(begin)

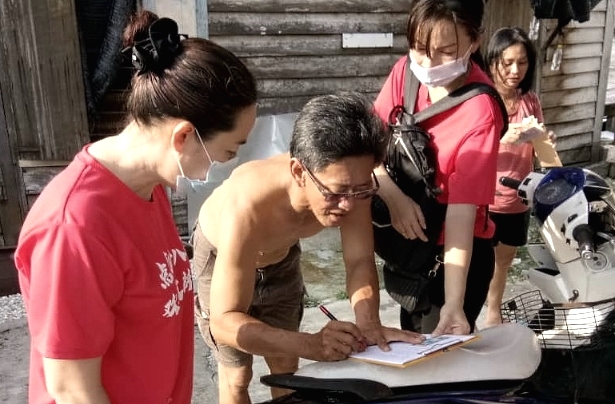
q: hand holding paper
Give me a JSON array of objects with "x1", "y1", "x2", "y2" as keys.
[{"x1": 500, "y1": 115, "x2": 547, "y2": 145}]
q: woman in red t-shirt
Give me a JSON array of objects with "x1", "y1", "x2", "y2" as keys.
[
  {"x1": 485, "y1": 27, "x2": 554, "y2": 327},
  {"x1": 375, "y1": 0, "x2": 504, "y2": 334}
]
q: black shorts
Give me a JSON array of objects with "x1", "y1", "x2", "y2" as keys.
[{"x1": 489, "y1": 210, "x2": 530, "y2": 247}]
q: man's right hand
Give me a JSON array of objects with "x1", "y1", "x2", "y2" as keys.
[{"x1": 306, "y1": 321, "x2": 367, "y2": 362}]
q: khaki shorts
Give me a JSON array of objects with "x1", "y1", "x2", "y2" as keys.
[{"x1": 192, "y1": 224, "x2": 305, "y2": 367}]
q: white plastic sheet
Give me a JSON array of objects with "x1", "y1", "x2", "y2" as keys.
[{"x1": 186, "y1": 113, "x2": 297, "y2": 229}]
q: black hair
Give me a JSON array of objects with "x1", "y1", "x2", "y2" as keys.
[
  {"x1": 123, "y1": 10, "x2": 257, "y2": 140},
  {"x1": 485, "y1": 27, "x2": 536, "y2": 94},
  {"x1": 406, "y1": 0, "x2": 485, "y2": 69},
  {"x1": 290, "y1": 92, "x2": 388, "y2": 171}
]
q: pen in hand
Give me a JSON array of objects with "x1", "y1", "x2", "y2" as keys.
[
  {"x1": 318, "y1": 304, "x2": 338, "y2": 321},
  {"x1": 318, "y1": 304, "x2": 367, "y2": 350}
]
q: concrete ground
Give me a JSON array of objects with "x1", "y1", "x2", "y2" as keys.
[{"x1": 0, "y1": 281, "x2": 530, "y2": 404}]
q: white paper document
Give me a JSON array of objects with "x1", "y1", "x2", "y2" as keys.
[{"x1": 350, "y1": 334, "x2": 478, "y2": 367}]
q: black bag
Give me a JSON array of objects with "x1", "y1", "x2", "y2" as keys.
[{"x1": 372, "y1": 61, "x2": 508, "y2": 274}]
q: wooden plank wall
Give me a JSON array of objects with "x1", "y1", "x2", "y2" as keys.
[
  {"x1": 540, "y1": 0, "x2": 615, "y2": 164},
  {"x1": 0, "y1": 0, "x2": 88, "y2": 247},
  {"x1": 208, "y1": 0, "x2": 411, "y2": 115}
]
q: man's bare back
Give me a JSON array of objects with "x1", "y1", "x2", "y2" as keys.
[
  {"x1": 193, "y1": 93, "x2": 420, "y2": 404},
  {"x1": 199, "y1": 153, "x2": 324, "y2": 269}
]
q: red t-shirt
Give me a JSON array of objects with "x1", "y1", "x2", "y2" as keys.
[
  {"x1": 489, "y1": 91, "x2": 544, "y2": 213},
  {"x1": 15, "y1": 146, "x2": 194, "y2": 404},
  {"x1": 374, "y1": 56, "x2": 504, "y2": 238}
]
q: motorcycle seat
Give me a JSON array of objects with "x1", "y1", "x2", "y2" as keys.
[{"x1": 294, "y1": 323, "x2": 541, "y2": 388}]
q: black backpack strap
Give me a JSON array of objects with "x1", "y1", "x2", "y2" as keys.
[
  {"x1": 404, "y1": 56, "x2": 419, "y2": 114},
  {"x1": 413, "y1": 83, "x2": 508, "y2": 137}
]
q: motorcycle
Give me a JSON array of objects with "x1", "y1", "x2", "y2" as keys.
[{"x1": 261, "y1": 167, "x2": 615, "y2": 404}]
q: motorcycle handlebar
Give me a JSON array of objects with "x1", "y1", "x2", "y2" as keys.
[
  {"x1": 500, "y1": 177, "x2": 521, "y2": 189},
  {"x1": 572, "y1": 224, "x2": 594, "y2": 260}
]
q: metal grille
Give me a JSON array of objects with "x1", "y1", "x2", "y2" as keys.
[{"x1": 501, "y1": 290, "x2": 615, "y2": 350}]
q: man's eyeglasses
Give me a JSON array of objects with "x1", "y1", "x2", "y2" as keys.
[{"x1": 303, "y1": 165, "x2": 380, "y2": 202}]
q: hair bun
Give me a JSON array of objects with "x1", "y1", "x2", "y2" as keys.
[{"x1": 122, "y1": 18, "x2": 187, "y2": 75}]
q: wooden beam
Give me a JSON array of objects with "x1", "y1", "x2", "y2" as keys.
[
  {"x1": 0, "y1": 0, "x2": 89, "y2": 159},
  {"x1": 243, "y1": 55, "x2": 400, "y2": 79},
  {"x1": 208, "y1": 0, "x2": 412, "y2": 14},
  {"x1": 210, "y1": 34, "x2": 408, "y2": 57},
  {"x1": 209, "y1": 12, "x2": 408, "y2": 36},
  {"x1": 591, "y1": 0, "x2": 615, "y2": 162}
]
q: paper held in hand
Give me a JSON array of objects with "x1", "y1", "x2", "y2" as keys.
[{"x1": 350, "y1": 334, "x2": 480, "y2": 368}]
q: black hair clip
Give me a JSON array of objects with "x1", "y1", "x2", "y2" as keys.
[{"x1": 122, "y1": 18, "x2": 188, "y2": 75}]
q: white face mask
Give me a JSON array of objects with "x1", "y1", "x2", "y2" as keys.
[
  {"x1": 410, "y1": 48, "x2": 472, "y2": 87},
  {"x1": 175, "y1": 128, "x2": 220, "y2": 196}
]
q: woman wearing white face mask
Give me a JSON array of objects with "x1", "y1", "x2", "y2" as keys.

(end)

## What you are asked to do
Write out the full listing verbatim, excluding its pictures.

## Task result
q: hand holding paper
Give me a JSON array of objects with "x1", "y1", "x2", "y2" as keys.
[{"x1": 500, "y1": 115, "x2": 547, "y2": 145}]
q: woman in red t-shirt
Give me a JSON array of objects with "x1", "y1", "x2", "y2" as keys.
[
  {"x1": 485, "y1": 27, "x2": 554, "y2": 327},
  {"x1": 375, "y1": 0, "x2": 504, "y2": 334}
]
q: black shorts
Give me a JSON array of objects with "x1", "y1", "x2", "y2" as keys.
[{"x1": 489, "y1": 210, "x2": 530, "y2": 247}]
q: man's right hand
Give me a JSON array of objects with "x1", "y1", "x2", "y2" as keys.
[{"x1": 306, "y1": 321, "x2": 367, "y2": 362}]
q: khaki shorts
Give me a JSON array of objects with "x1", "y1", "x2", "y2" as keys.
[{"x1": 192, "y1": 224, "x2": 305, "y2": 367}]
q: white plastic sheet
Give me a JSON array of objects with "x1", "y1", "x2", "y2" as keys.
[{"x1": 186, "y1": 113, "x2": 297, "y2": 229}]
q: black hair
Give me a JSON array of objects with "x1", "y1", "x2", "y2" as keys.
[
  {"x1": 123, "y1": 10, "x2": 257, "y2": 140},
  {"x1": 485, "y1": 27, "x2": 536, "y2": 94},
  {"x1": 406, "y1": 0, "x2": 485, "y2": 69},
  {"x1": 290, "y1": 92, "x2": 388, "y2": 171}
]
q: pen in hand
Give me a JSON array of objects with "x1", "y1", "x2", "y2" as keys.
[
  {"x1": 318, "y1": 304, "x2": 338, "y2": 321},
  {"x1": 318, "y1": 304, "x2": 367, "y2": 350}
]
q: concrete ground
Give me a JSON array of objects with "x1", "y1", "x2", "y2" as keys.
[{"x1": 0, "y1": 281, "x2": 530, "y2": 404}]
q: white paper document
Give me a JSON array of objects with "x1", "y1", "x2", "y2" as keys.
[{"x1": 350, "y1": 334, "x2": 478, "y2": 367}]
q: black bag
Give me a JSON array of objects with "x1", "y1", "x2", "y2" as keys.
[{"x1": 372, "y1": 61, "x2": 508, "y2": 274}]
q: wooden plank wall
Give me a JSON array of objects with "x1", "y1", "x2", "y2" as keys.
[
  {"x1": 540, "y1": 0, "x2": 615, "y2": 164},
  {"x1": 0, "y1": 0, "x2": 88, "y2": 247},
  {"x1": 208, "y1": 0, "x2": 411, "y2": 115}
]
q: man's bare back
Give me a JSON array of objects with "x1", "y1", "x2", "y2" as keys.
[
  {"x1": 193, "y1": 93, "x2": 420, "y2": 404},
  {"x1": 199, "y1": 153, "x2": 324, "y2": 269}
]
q: red t-shirt
Give me a JSON array of objects with "x1", "y1", "x2", "y2" as keys.
[
  {"x1": 489, "y1": 91, "x2": 544, "y2": 213},
  {"x1": 15, "y1": 146, "x2": 194, "y2": 404},
  {"x1": 374, "y1": 56, "x2": 504, "y2": 238}
]
q: motorcycle seat
Give me a JSON array of objects with "x1", "y1", "x2", "y2" as keys.
[{"x1": 294, "y1": 323, "x2": 541, "y2": 388}]
q: black backpack strap
Give me a JSON array of objects with "x1", "y1", "x2", "y2" as keys.
[
  {"x1": 404, "y1": 56, "x2": 419, "y2": 114},
  {"x1": 413, "y1": 83, "x2": 508, "y2": 137}
]
q: motorcycle
Give me a JSON array of objects with "x1", "y1", "x2", "y2" as keys.
[{"x1": 261, "y1": 167, "x2": 615, "y2": 404}]
q: motorcycle handlebar
Give me a JSON array of objects with "x1", "y1", "x2", "y2" as keys.
[
  {"x1": 500, "y1": 177, "x2": 521, "y2": 189},
  {"x1": 572, "y1": 224, "x2": 594, "y2": 260}
]
q: metal grille
Give me a JSON array of objects with "x1", "y1", "x2", "y2" as keys.
[{"x1": 501, "y1": 290, "x2": 615, "y2": 350}]
q: man's eyeglasses
Give me a JSON array of objects with "x1", "y1", "x2", "y2" as keys.
[{"x1": 303, "y1": 165, "x2": 380, "y2": 202}]
q: hair bun
Give me a JSON array of objects with "x1", "y1", "x2", "y2" as keys.
[{"x1": 122, "y1": 18, "x2": 187, "y2": 75}]
q: wooden beam
Give me a JSON array of objects with "x1", "y1", "x2", "y2" as keys.
[
  {"x1": 0, "y1": 0, "x2": 89, "y2": 159},
  {"x1": 243, "y1": 55, "x2": 400, "y2": 79},
  {"x1": 208, "y1": 0, "x2": 412, "y2": 14},
  {"x1": 210, "y1": 34, "x2": 408, "y2": 57},
  {"x1": 209, "y1": 12, "x2": 408, "y2": 36},
  {"x1": 591, "y1": 0, "x2": 615, "y2": 162}
]
q: paper held in hand
Give me a JSON array of objects with "x1", "y1", "x2", "y2" as keys.
[{"x1": 350, "y1": 334, "x2": 480, "y2": 368}]
q: black hair clip
Give me a JSON array of objects with "x1", "y1", "x2", "y2" as keys.
[{"x1": 122, "y1": 18, "x2": 188, "y2": 75}]
q: white face mask
Give me a JSON array of objects with "x1", "y1", "x2", "y2" as keys.
[
  {"x1": 410, "y1": 48, "x2": 472, "y2": 87},
  {"x1": 175, "y1": 128, "x2": 220, "y2": 196}
]
q: woman wearing white face mask
Give me a JSON array of objects with "x1", "y1", "x2", "y2" as keys.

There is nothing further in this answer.